→ **Task description**
List every court case cited by name in the article on responding to third-party subpoenas below.

━━━ Document excerpt ━━━

By Erin E. Rhinehart


As discussed in “Successful Preparation and Service of Subpoenas,” discovery is a large part of a litigation associate’s workload. While there is strategy associated with the selection and service of third-party discovery, successfully responding and objecting to third-party subpoenas provides many opportunities for an associate to shine. In particular, successfully responding to subpoenas may limit a client’s exposure to unnecessary litigation, as well as offer associates a unique opportunity to gain client contact, develop client relationships, and provide a favorable outcome for the client in a relatively short time. This article provides guidance relating to compliance with third-party subpoenas served within the United States for civil cases pending in federal court.


Evaluate Whether Your Client Has Standing to Object
Generally, your client will have been the recipient of the subpoena, and standing to respond and object will not be an issue. However, if your client is a party to the underlying litigation and you received notice of the third-party subpoena on your client’s behalf, then there may be an issue as to whether your client has standing to object (and, if so, to what specifically your client may object).


The general rule is that a party lacks standing to quash a subpoena served on a third party, except as to claims of (1) privilege relating to the documents being sought, (2) an applicable privacy interest, (3) an applicable personal interest, or (4) an applicable proprietary interest. See, e.g., Windsor v. Martindale, 175 F.R.D. 665, 668 (D. Co. 1997); Halawani v. Wolfenbarger, No. 07-15483, 2008 U.S. Dist. LEXIS 100482, at *3 (E.D. Mich. Dec. 10, 2008). A party also has standing to enforce the court’s orders and rules when subpoenas issued to non-parties violate the court’s order or rule (e.g., scheduling orders, protective orders). The Hartz Mountain Corp. v. Channelle Pharma. Veterinary Prods. Mft. Ltd., 235 F.R.D. 535, 536 (D. Me. 2006) (finding plaintiffs had standing to enforce court’s scheduling order).


Know the Compliance Deadline
Federal Rule of Civil Procedure 45(c) governs a third party’s responses and objections to a subpoena. After a client receives a subpoena, the first item to review is the compliance date set forth in the subpoena. Close attention to deadlines is necessary because serving objections late—even by one day—may result in a waiver. Halawani, 2008 U.S. Dist. LEXIS 100482, at *12.

━━━ Record excerpts ━━━

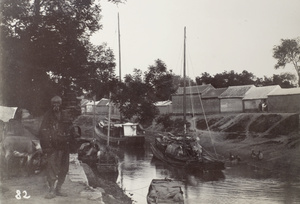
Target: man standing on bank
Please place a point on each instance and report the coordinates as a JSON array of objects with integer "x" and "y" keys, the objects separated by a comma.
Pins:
[{"x": 55, "y": 141}]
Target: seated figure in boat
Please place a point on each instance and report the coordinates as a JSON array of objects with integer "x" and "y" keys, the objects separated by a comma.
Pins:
[
  {"x": 258, "y": 156},
  {"x": 180, "y": 151}
]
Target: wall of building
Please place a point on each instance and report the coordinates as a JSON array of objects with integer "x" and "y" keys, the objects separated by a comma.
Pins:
[
  {"x": 231, "y": 105},
  {"x": 284, "y": 103},
  {"x": 251, "y": 105}
]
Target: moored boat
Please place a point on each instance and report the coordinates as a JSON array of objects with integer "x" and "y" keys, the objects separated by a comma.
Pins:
[
  {"x": 121, "y": 133},
  {"x": 164, "y": 191},
  {"x": 185, "y": 152}
]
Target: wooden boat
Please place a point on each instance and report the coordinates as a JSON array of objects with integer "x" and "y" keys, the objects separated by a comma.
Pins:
[
  {"x": 164, "y": 191},
  {"x": 184, "y": 152},
  {"x": 107, "y": 162},
  {"x": 121, "y": 134}
]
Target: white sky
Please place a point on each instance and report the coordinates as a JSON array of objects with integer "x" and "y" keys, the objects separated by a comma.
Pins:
[{"x": 221, "y": 34}]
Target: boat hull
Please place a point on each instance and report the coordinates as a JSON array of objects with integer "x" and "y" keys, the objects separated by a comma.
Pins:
[
  {"x": 164, "y": 191},
  {"x": 204, "y": 165},
  {"x": 117, "y": 140}
]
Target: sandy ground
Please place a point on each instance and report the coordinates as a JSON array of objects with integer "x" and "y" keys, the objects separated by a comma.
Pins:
[{"x": 280, "y": 155}]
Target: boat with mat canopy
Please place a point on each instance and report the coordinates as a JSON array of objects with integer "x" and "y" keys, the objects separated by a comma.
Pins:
[{"x": 184, "y": 150}]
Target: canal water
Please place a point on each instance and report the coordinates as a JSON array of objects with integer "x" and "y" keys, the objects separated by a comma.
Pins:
[{"x": 234, "y": 185}]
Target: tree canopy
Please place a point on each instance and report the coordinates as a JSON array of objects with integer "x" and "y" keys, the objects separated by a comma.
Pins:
[
  {"x": 288, "y": 52},
  {"x": 45, "y": 50},
  {"x": 231, "y": 78}
]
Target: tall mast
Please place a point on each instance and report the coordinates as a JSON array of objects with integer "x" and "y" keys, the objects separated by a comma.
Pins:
[
  {"x": 184, "y": 83},
  {"x": 119, "y": 38}
]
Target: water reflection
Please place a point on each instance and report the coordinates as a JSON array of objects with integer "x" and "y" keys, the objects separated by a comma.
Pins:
[{"x": 236, "y": 184}]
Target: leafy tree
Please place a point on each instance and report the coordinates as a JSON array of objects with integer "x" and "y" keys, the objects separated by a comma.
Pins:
[
  {"x": 205, "y": 78},
  {"x": 284, "y": 80},
  {"x": 288, "y": 52},
  {"x": 227, "y": 78},
  {"x": 136, "y": 98},
  {"x": 161, "y": 80},
  {"x": 45, "y": 50}
]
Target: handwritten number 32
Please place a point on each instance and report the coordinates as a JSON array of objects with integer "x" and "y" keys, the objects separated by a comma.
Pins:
[{"x": 19, "y": 196}]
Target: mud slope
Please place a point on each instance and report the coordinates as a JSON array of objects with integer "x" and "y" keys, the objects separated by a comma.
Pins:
[{"x": 275, "y": 135}]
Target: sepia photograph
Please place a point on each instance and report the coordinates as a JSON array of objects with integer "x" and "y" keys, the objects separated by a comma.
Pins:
[{"x": 149, "y": 101}]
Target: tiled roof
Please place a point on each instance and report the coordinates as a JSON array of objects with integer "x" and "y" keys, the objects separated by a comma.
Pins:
[
  {"x": 213, "y": 93},
  {"x": 236, "y": 91},
  {"x": 163, "y": 103},
  {"x": 290, "y": 91},
  {"x": 260, "y": 92},
  {"x": 194, "y": 89}
]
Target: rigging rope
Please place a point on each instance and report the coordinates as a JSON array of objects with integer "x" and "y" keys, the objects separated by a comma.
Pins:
[{"x": 205, "y": 118}]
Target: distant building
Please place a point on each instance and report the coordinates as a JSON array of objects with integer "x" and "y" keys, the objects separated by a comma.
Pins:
[
  {"x": 211, "y": 101},
  {"x": 100, "y": 107},
  {"x": 193, "y": 103},
  {"x": 284, "y": 101},
  {"x": 231, "y": 100},
  {"x": 255, "y": 96},
  {"x": 7, "y": 113},
  {"x": 164, "y": 107}
]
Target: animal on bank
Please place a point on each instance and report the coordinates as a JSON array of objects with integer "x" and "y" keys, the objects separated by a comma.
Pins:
[
  {"x": 257, "y": 156},
  {"x": 234, "y": 158},
  {"x": 22, "y": 148}
]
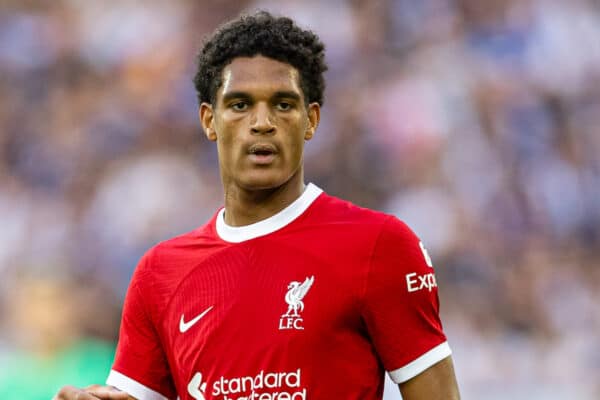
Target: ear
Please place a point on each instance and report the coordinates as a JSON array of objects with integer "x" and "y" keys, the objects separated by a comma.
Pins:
[
  {"x": 207, "y": 120},
  {"x": 314, "y": 116}
]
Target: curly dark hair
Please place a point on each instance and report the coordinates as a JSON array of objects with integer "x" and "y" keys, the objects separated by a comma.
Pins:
[{"x": 262, "y": 33}]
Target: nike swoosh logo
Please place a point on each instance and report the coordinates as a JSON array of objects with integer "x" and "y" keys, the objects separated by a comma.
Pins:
[{"x": 184, "y": 326}]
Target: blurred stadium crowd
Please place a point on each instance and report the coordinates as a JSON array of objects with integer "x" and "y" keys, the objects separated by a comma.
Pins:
[{"x": 477, "y": 122}]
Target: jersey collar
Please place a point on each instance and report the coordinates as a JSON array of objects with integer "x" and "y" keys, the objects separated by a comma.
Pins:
[{"x": 237, "y": 234}]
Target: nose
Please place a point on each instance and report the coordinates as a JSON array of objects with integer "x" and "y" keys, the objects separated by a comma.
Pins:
[{"x": 262, "y": 120}]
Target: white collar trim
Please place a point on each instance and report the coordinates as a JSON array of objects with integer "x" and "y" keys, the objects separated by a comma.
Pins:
[{"x": 237, "y": 234}]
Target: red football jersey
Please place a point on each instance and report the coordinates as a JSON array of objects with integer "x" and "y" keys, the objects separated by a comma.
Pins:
[{"x": 314, "y": 302}]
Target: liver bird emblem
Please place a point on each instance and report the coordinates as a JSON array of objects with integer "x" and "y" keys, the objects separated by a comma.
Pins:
[{"x": 295, "y": 294}]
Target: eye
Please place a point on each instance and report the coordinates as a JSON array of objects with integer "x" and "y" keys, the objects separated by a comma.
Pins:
[
  {"x": 239, "y": 106},
  {"x": 284, "y": 106}
]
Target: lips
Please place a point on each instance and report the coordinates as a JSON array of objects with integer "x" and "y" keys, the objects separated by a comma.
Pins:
[
  {"x": 262, "y": 149},
  {"x": 262, "y": 153}
]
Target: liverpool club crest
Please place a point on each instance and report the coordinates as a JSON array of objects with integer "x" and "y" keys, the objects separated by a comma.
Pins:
[{"x": 296, "y": 292}]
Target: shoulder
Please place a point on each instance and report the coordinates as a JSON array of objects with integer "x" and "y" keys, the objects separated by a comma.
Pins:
[{"x": 175, "y": 255}]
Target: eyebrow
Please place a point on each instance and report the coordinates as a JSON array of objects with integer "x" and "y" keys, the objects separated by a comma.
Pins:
[{"x": 278, "y": 95}]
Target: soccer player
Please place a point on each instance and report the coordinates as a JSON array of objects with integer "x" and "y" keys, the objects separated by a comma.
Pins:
[{"x": 287, "y": 292}]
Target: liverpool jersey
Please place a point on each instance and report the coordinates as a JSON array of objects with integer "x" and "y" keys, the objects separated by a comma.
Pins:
[{"x": 315, "y": 302}]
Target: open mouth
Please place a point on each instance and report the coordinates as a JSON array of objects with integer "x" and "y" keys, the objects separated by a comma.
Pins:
[
  {"x": 262, "y": 154},
  {"x": 262, "y": 150}
]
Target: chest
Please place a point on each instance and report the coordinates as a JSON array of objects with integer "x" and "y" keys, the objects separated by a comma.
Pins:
[{"x": 263, "y": 304}]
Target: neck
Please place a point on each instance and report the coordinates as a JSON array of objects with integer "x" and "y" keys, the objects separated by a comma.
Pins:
[{"x": 247, "y": 206}]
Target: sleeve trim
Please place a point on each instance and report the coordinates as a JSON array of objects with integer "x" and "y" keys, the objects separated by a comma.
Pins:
[
  {"x": 420, "y": 364},
  {"x": 134, "y": 388}
]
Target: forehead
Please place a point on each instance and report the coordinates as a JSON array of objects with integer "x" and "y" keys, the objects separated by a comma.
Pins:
[{"x": 259, "y": 75}]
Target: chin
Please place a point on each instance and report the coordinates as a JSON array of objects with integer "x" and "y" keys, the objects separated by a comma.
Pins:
[{"x": 263, "y": 182}]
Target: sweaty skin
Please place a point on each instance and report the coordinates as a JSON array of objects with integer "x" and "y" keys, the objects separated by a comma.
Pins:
[{"x": 260, "y": 122}]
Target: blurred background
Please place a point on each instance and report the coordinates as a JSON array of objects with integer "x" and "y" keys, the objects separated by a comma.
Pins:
[{"x": 477, "y": 122}]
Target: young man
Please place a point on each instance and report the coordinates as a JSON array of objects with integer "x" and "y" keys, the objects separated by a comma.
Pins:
[{"x": 287, "y": 293}]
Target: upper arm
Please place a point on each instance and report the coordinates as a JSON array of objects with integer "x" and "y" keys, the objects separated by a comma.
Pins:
[
  {"x": 400, "y": 304},
  {"x": 438, "y": 382},
  {"x": 141, "y": 367}
]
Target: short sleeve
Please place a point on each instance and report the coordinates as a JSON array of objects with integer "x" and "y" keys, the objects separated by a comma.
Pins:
[
  {"x": 401, "y": 306},
  {"x": 140, "y": 367}
]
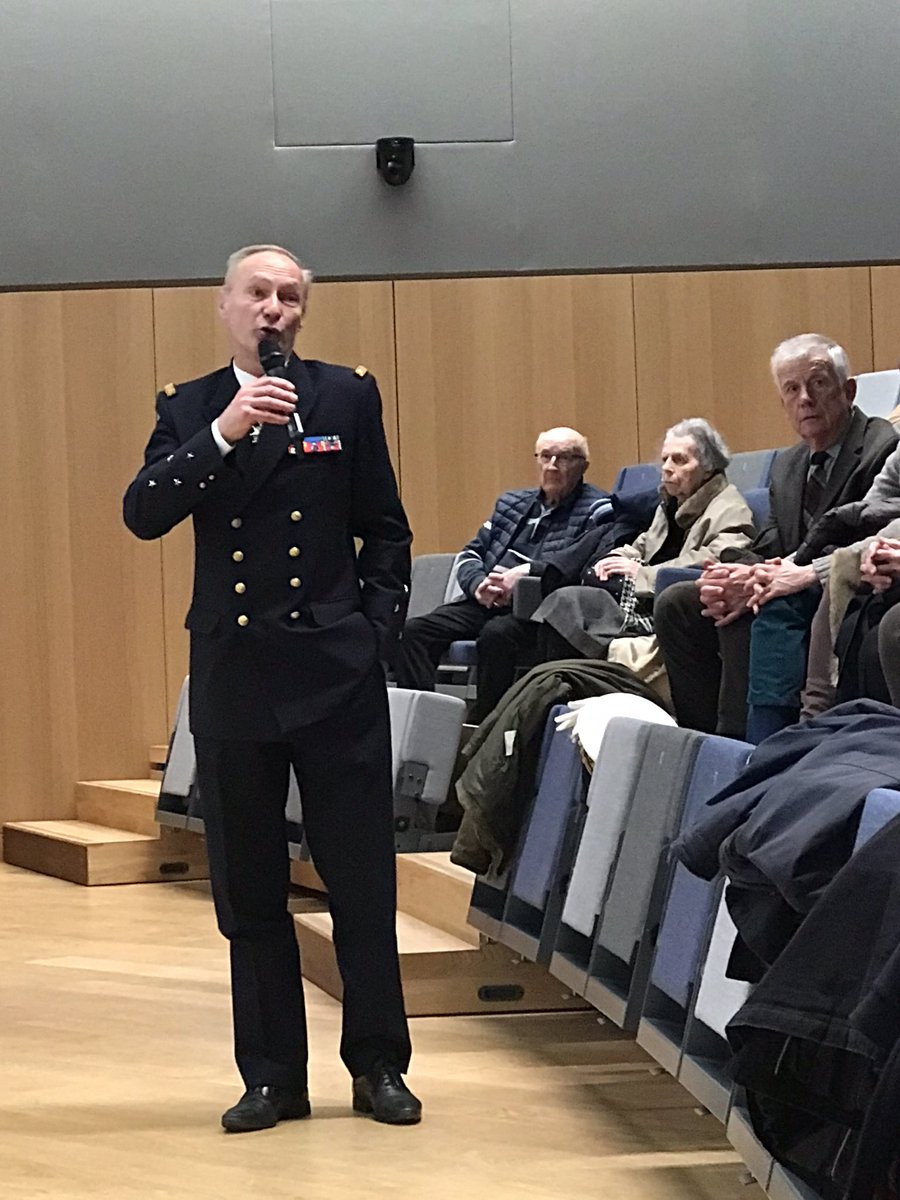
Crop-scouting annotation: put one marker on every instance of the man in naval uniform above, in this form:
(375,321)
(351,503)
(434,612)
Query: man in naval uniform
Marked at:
(288,623)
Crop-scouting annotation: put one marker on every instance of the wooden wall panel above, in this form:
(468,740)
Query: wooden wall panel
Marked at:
(484,366)
(349,323)
(886,317)
(703,342)
(82,624)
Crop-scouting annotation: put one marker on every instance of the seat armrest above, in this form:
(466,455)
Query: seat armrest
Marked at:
(527,595)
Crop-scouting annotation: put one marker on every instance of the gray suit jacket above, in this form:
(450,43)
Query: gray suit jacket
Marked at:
(867,444)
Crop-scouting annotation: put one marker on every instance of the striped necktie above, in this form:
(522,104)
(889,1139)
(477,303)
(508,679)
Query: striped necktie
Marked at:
(814,491)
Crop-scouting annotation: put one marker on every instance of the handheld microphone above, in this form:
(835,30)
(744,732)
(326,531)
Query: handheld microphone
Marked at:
(274,364)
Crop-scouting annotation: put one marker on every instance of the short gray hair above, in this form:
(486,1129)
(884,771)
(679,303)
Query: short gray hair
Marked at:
(804,346)
(269,249)
(712,451)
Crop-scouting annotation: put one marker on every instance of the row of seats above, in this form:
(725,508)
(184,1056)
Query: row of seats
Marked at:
(426,730)
(433,580)
(435,575)
(592,895)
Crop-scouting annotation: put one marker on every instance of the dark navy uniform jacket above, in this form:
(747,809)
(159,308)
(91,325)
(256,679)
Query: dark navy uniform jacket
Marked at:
(287,615)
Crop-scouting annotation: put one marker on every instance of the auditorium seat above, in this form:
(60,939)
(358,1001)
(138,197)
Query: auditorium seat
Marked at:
(633,905)
(703,1069)
(425,738)
(535,900)
(642,477)
(491,893)
(609,803)
(688,911)
(750,469)
(877,393)
(882,804)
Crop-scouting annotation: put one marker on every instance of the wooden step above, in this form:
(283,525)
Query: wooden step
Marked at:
(119,803)
(436,891)
(304,875)
(159,754)
(442,975)
(91,855)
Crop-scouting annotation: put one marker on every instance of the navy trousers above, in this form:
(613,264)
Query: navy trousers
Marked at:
(343,771)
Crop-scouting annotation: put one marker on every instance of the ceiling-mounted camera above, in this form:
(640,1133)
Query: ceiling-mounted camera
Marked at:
(395,160)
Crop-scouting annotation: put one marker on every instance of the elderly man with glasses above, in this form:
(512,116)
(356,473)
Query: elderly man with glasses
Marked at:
(525,527)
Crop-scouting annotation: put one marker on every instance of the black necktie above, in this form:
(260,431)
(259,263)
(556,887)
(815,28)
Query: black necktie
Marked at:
(814,491)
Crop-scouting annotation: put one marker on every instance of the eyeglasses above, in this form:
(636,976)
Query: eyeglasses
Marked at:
(563,460)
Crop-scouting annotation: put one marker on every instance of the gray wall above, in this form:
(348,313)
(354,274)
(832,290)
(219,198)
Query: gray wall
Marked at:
(143,142)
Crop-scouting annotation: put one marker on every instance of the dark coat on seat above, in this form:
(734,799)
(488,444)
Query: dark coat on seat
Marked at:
(784,828)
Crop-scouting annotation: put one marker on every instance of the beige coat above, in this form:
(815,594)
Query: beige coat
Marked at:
(715,516)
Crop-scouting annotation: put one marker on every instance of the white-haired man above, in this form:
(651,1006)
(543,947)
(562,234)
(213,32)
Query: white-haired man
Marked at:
(525,527)
(705,629)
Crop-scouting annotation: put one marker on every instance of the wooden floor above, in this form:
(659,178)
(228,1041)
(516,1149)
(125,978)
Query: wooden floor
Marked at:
(115,1065)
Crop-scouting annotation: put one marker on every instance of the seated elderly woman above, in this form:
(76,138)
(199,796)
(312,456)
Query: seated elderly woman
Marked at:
(700,515)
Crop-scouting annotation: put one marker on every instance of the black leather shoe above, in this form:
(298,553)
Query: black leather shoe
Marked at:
(383,1095)
(261,1108)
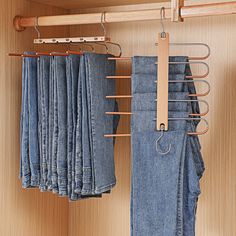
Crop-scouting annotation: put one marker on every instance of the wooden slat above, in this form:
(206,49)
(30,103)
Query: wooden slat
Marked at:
(162,81)
(175,10)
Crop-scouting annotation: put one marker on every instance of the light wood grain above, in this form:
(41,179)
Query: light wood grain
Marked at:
(199,10)
(216,213)
(75,4)
(22,212)
(162,83)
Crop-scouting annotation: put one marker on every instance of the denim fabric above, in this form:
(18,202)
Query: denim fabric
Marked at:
(50,123)
(164,187)
(72,73)
(63,123)
(55,130)
(43,82)
(97,151)
(30,163)
(60,77)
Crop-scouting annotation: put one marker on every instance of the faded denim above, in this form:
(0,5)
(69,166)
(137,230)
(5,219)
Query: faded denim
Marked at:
(43,82)
(164,188)
(98,170)
(30,162)
(72,74)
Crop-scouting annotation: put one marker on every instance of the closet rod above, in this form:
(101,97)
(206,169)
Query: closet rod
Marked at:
(224,8)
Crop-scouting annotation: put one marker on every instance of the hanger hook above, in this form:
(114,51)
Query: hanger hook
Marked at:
(103,20)
(36,27)
(157,141)
(162,13)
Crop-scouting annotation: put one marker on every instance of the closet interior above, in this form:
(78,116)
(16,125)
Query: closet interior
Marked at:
(133,26)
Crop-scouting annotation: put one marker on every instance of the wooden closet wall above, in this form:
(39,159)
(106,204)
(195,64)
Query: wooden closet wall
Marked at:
(31,213)
(23,212)
(216,214)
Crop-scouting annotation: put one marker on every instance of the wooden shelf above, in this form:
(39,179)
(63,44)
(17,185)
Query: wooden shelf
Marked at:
(79,4)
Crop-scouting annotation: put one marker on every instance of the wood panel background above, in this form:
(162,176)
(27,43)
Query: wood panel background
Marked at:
(216,213)
(23,212)
(31,213)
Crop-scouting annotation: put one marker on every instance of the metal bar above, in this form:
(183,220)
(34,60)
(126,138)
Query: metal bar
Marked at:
(225,8)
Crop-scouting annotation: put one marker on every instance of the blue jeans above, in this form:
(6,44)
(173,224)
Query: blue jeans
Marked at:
(30,162)
(98,171)
(164,187)
(43,109)
(63,122)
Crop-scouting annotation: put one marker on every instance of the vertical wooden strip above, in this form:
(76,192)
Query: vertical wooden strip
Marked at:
(175,10)
(162,81)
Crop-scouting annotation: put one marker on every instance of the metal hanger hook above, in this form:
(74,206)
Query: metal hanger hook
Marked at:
(162,14)
(36,27)
(103,20)
(161,152)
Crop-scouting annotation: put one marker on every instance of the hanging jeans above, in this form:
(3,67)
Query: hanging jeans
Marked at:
(63,122)
(30,158)
(95,174)
(165,188)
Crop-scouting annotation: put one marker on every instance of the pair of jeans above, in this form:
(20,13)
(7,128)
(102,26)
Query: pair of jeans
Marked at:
(164,187)
(95,169)
(63,122)
(30,156)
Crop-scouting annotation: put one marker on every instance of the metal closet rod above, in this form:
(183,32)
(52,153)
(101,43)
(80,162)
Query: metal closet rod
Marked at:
(212,9)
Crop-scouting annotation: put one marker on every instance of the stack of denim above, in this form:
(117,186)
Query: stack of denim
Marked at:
(63,122)
(165,188)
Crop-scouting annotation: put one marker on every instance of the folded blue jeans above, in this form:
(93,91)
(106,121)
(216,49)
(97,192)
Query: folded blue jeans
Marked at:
(164,187)
(30,153)
(98,170)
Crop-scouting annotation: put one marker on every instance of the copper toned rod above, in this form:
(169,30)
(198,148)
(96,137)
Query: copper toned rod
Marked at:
(22,55)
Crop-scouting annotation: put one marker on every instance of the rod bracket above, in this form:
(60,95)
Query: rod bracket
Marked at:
(176,10)
(17,23)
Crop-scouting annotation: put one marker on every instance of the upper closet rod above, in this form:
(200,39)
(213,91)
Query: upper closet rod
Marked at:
(224,8)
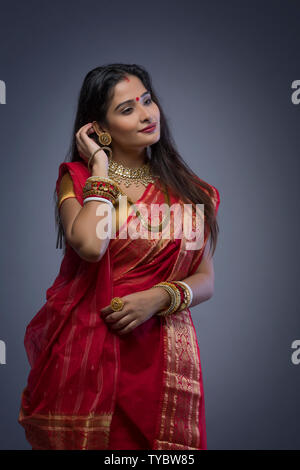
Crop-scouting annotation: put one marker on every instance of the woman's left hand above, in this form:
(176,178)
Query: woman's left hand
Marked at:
(138,307)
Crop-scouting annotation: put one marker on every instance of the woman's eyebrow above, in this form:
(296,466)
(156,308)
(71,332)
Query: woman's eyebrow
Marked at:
(130,101)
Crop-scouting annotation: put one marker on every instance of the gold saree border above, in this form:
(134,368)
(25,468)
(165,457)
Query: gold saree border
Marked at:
(59,432)
(178,425)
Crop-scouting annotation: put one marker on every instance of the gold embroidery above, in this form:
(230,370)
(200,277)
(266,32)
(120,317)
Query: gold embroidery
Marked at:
(179,416)
(58,432)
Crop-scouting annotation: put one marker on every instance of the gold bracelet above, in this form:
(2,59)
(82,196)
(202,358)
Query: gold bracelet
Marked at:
(187,295)
(175,296)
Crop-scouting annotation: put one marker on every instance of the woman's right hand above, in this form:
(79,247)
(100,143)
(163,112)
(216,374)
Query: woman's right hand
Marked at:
(87,146)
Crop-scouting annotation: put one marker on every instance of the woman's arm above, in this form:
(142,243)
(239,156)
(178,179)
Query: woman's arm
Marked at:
(202,281)
(80,222)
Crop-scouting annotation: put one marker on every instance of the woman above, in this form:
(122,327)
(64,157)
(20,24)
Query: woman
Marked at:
(109,368)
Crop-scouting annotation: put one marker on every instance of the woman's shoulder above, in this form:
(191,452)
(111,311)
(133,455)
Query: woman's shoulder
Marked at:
(211,190)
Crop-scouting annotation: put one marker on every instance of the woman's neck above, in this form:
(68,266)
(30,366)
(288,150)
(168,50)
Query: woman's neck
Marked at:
(132,160)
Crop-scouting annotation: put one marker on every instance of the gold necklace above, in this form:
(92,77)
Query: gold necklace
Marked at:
(121,173)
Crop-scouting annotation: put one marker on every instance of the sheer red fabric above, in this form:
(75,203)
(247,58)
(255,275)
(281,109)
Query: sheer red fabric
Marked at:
(89,388)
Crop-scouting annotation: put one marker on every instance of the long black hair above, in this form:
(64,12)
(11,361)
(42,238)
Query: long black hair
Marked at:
(93,102)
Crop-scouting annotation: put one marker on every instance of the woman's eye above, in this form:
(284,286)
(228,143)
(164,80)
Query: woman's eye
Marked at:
(128,109)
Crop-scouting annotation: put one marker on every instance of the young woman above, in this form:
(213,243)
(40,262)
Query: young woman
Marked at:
(115,362)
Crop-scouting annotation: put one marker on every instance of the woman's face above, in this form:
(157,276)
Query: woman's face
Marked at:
(126,120)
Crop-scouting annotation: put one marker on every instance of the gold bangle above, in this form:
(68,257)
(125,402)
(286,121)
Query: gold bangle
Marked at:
(92,157)
(175,295)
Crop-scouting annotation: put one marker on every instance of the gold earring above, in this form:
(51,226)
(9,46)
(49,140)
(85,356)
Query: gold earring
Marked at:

━━━

→ **Exercise output**
- Windsor v. Martindale
- Halawani v. Wolfenbarger
- The Hartz Mountain Corp. v. Channelle Pharma. Veterinary Prods. Mft. Ltd.